(Recorded data)
[Start]
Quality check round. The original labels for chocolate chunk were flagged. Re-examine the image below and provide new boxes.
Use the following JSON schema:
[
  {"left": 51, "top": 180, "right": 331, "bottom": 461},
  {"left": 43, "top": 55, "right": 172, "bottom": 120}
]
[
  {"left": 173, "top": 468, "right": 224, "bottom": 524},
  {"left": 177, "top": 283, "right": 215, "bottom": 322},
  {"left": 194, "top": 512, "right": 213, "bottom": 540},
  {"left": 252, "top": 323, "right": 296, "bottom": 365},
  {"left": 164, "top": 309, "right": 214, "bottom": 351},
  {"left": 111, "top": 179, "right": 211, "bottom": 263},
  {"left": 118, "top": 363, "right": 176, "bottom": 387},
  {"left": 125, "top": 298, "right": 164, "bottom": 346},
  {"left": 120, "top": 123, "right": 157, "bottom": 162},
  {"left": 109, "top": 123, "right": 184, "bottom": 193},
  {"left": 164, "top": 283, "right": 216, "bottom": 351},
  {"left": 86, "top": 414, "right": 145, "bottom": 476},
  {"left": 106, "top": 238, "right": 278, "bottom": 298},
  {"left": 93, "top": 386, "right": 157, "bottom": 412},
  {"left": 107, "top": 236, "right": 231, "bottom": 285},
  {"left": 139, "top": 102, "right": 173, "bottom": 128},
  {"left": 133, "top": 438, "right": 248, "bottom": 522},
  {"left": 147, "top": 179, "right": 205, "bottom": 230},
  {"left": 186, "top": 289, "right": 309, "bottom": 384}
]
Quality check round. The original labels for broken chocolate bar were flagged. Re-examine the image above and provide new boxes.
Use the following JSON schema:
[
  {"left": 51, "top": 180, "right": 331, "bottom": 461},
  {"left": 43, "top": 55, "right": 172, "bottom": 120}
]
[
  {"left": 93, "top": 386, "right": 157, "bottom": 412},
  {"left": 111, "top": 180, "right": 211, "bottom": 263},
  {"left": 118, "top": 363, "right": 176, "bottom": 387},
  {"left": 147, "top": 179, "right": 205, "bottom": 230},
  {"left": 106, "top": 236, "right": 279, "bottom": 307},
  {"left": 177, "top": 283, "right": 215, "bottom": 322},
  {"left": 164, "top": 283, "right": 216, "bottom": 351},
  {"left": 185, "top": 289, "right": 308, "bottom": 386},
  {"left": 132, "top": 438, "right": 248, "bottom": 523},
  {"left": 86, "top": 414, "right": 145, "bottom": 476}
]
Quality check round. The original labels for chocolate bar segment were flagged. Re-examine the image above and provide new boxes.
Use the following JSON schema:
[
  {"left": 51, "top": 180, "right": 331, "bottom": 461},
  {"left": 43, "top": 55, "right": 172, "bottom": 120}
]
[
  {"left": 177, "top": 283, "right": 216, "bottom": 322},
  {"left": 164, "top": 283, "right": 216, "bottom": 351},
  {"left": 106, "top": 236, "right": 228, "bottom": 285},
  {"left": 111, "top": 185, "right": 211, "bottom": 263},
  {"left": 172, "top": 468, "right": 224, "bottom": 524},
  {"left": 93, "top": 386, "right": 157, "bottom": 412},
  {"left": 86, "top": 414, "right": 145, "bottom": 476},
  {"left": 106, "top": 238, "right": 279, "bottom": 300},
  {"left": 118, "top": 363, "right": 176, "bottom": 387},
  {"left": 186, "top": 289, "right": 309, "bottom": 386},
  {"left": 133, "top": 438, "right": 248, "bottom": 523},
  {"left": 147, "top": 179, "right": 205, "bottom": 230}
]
[End]
Aim of the exercise:
Reproduce every line of the records above, unchanged.

Written solution:
Quality check round. The original labels for chocolate chunk were flagged. Re-examine the image below and provide new boxes.
Use the following JSON schema:
[
  {"left": 51, "top": 180, "right": 331, "bottom": 461},
  {"left": 43, "top": 55, "right": 172, "bottom": 120}
]
[
  {"left": 173, "top": 468, "right": 224, "bottom": 524},
  {"left": 177, "top": 283, "right": 215, "bottom": 322},
  {"left": 194, "top": 512, "right": 213, "bottom": 540},
  {"left": 252, "top": 323, "right": 296, "bottom": 365},
  {"left": 164, "top": 309, "right": 214, "bottom": 351},
  {"left": 111, "top": 179, "right": 211, "bottom": 263},
  {"left": 118, "top": 363, "right": 176, "bottom": 387},
  {"left": 125, "top": 298, "right": 164, "bottom": 346},
  {"left": 120, "top": 123, "right": 157, "bottom": 162},
  {"left": 109, "top": 123, "right": 184, "bottom": 193},
  {"left": 164, "top": 283, "right": 216, "bottom": 351},
  {"left": 86, "top": 414, "right": 145, "bottom": 476},
  {"left": 106, "top": 238, "right": 278, "bottom": 298},
  {"left": 93, "top": 386, "right": 157, "bottom": 412},
  {"left": 107, "top": 236, "right": 231, "bottom": 285},
  {"left": 139, "top": 102, "right": 173, "bottom": 128},
  {"left": 133, "top": 438, "right": 248, "bottom": 522},
  {"left": 147, "top": 179, "right": 205, "bottom": 230},
  {"left": 186, "top": 289, "right": 309, "bottom": 384}
]
Quality check round. The original labels for broken chocolate bar were flagged. Re-examine the image above and provide new boxes.
Use the following JSON schema:
[
  {"left": 51, "top": 180, "right": 331, "bottom": 461},
  {"left": 43, "top": 55, "right": 172, "bottom": 120}
]
[
  {"left": 93, "top": 386, "right": 157, "bottom": 412},
  {"left": 111, "top": 180, "right": 211, "bottom": 263},
  {"left": 118, "top": 363, "right": 176, "bottom": 387},
  {"left": 147, "top": 179, "right": 205, "bottom": 230},
  {"left": 106, "top": 236, "right": 279, "bottom": 307},
  {"left": 177, "top": 283, "right": 215, "bottom": 322},
  {"left": 164, "top": 283, "right": 216, "bottom": 351},
  {"left": 185, "top": 289, "right": 308, "bottom": 386},
  {"left": 132, "top": 438, "right": 248, "bottom": 523},
  {"left": 86, "top": 414, "right": 145, "bottom": 476}
]
Quality check round. The original labels for chocolate bar segment were flagged. Re-examine the image above and provide new boxes.
Use the following JSON schema:
[
  {"left": 51, "top": 180, "right": 331, "bottom": 461},
  {"left": 43, "top": 55, "right": 172, "bottom": 120}
]
[
  {"left": 177, "top": 283, "right": 216, "bottom": 322},
  {"left": 164, "top": 283, "right": 216, "bottom": 351},
  {"left": 106, "top": 236, "right": 228, "bottom": 285},
  {"left": 111, "top": 185, "right": 211, "bottom": 263},
  {"left": 172, "top": 468, "right": 224, "bottom": 524},
  {"left": 93, "top": 386, "right": 157, "bottom": 412},
  {"left": 86, "top": 414, "right": 145, "bottom": 476},
  {"left": 106, "top": 238, "right": 279, "bottom": 300},
  {"left": 118, "top": 363, "right": 176, "bottom": 387},
  {"left": 186, "top": 289, "right": 309, "bottom": 386},
  {"left": 133, "top": 438, "right": 248, "bottom": 523},
  {"left": 147, "top": 179, "right": 205, "bottom": 230}
]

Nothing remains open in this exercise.